**Data records:**

────────

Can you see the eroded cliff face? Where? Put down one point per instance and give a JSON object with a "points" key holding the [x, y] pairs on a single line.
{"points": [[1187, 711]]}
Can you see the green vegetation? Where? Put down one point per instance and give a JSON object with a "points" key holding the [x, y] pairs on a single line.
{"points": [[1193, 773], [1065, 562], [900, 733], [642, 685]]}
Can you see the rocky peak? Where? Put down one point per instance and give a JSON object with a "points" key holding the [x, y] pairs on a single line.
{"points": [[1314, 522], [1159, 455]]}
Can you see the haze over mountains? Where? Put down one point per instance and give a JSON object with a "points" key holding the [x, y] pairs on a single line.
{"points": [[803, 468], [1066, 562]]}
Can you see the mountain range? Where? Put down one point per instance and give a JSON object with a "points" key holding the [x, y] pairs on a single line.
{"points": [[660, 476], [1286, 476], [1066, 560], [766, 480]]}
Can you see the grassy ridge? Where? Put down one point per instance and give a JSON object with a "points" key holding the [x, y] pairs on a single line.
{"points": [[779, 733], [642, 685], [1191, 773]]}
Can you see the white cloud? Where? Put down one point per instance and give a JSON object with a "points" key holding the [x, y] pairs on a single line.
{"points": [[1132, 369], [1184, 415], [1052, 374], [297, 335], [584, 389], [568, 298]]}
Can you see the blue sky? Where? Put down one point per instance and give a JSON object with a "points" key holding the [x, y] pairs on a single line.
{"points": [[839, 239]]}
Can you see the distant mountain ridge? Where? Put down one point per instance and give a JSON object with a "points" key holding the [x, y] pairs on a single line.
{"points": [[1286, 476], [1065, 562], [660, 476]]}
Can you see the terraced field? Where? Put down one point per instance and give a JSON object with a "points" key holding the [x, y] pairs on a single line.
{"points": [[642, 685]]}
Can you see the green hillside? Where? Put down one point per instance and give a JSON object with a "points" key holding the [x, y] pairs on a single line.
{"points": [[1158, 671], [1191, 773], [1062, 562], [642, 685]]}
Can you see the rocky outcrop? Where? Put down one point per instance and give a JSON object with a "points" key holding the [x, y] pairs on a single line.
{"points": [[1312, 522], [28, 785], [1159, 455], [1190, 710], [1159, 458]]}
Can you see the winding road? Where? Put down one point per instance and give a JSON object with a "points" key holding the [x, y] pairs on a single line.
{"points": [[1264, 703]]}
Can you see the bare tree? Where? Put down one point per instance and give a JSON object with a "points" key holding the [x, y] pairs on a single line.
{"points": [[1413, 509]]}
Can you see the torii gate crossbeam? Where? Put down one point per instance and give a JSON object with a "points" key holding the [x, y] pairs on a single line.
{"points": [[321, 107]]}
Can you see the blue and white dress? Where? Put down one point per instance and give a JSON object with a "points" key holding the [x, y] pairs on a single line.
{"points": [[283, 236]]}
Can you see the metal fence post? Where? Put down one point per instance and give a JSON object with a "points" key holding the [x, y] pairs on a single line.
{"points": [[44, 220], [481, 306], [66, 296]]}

────────

**Directions for this task:** Output the full listing exactly, please.

**Your response:**
Can you see the eroded cliff face? Where? Put down one point per instance and give a JSON object with a "points" key holding the [x, y] pairs on a single line.
{"points": [[1187, 711]]}
Can you see the green vegetation? Where? Put down one point per instance and give a JSON object with a "points" key holding the [x, y] pairs on a single line.
{"points": [[1193, 773], [1065, 562], [900, 733], [642, 685]]}
Can you see the rocky peak? Where? Put down one point per instance and give a JSON object with a "points" key holding the [x, y] pairs on a single line.
{"points": [[1314, 522], [1159, 455]]}
Can you see the haze over mountains? Where? Put down one point per instance and give a JSON object with a "points" key holding the [x, y] pairs on a single line.
{"points": [[803, 468], [1066, 562]]}
Can you see the mountain range? Where? Put down one point per instance and give a JSON object with a "points" key holding the [x, y] pairs on a single line.
{"points": [[660, 476], [1286, 476], [1066, 560], [766, 480]]}
Can you see the grassy ridge? Where? Put down one point per instance and give a JSON object with a "points" key holding the [x, y] pairs on a single line.
{"points": [[779, 733], [642, 685], [1191, 773]]}
Can you see the white cloud? Where? Put down one point per instance and give a JSON object with a "points" key holding the [x, y] pairs on a single line.
{"points": [[1132, 369], [1184, 415], [1052, 374], [297, 335], [584, 389], [568, 298]]}
Can you see the blue sky? Where? Put down one point per instance and give a JSON object with a "points" key holding the [x, y] pairs on a single line.
{"points": [[839, 239]]}
Can you see the distant mountain ridge? Where? Put down one point per instance and give a JSON object with a "points" key holding the [x, y] pairs on a single line.
{"points": [[1286, 476], [1065, 562], [660, 476]]}
Can you see the terraced field? Where? Put down one point per instance and give a JSON object with a "points" key holding the [x, y] pairs on a single line.
{"points": [[642, 685]]}
Can you see the green hillside? Where? Put down one point per instance and give a JSON object with a "points" key holding the [x, y] pairs on a single line.
{"points": [[1158, 671], [1191, 773], [1062, 562], [642, 685]]}
Can you see the rocky outcrop? Where? Put down one point per instance and give a JSON object with a "points" key holding the [x, y] pairs on a single line.
{"points": [[1312, 522], [28, 785], [1159, 455], [1190, 710], [1159, 458]]}
Can you see the winding road? Where? Put down one point per instance and give a JSON object with a "points" key holding the [x, y] pairs on a single line.
{"points": [[1264, 703]]}
Can you see the bare tree? Where? Put down one point per instance and give a JSON object with a "points" key holding the [x, y] pairs on a single line.
{"points": [[1413, 509]]}
Can you see the torii gate crossbeam? Where? Put down one point per instance and give a JSON object with a "points" key holding the [x, y] pairs on a single line.
{"points": [[321, 107]]}
Can you see the blue and white dress? Where? Put down one point per instance and give a JSON object with a "points" key holding the [x, y] pairs on a single line.
{"points": [[283, 236]]}
Can you see the metal fence post? Where? Put down one point per instance and give a JSON object with a "points" key holding the [x, y] pairs on a single line.
{"points": [[44, 220], [481, 306], [66, 296]]}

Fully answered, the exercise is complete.